# TASK INSTRUCTIONS
Copy the text of the entries below word for word, keeping every line as it stands, and omit the pictures.

# EXTRACTED RECORDS
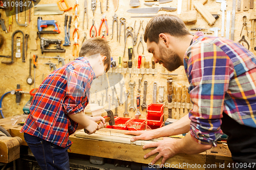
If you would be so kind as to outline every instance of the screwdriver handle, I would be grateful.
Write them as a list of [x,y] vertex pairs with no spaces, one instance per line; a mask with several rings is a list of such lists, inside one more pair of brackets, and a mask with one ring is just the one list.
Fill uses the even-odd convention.
[[142,56],[142,58],[141,58],[141,68],[145,68],[145,56]]
[[141,64],[141,56],[139,56],[138,58],[138,68],[140,68],[140,64]]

# WORKED ANSWER
If you would be so kind as to outline every instance of the screwdriver handle, I would be grateful.
Write them as a list of [x,y] vertex pairs with no spaces, one instance per line; a mask with several rings is a list of such lists, inside one more pair of brackets, and a mask with one ring is just the one list.
Fill uses the even-odd convention.
[[142,56],[142,58],[141,58],[141,68],[145,68],[145,56]]
[[141,64],[141,56],[139,56],[138,58],[138,68],[140,68],[140,64]]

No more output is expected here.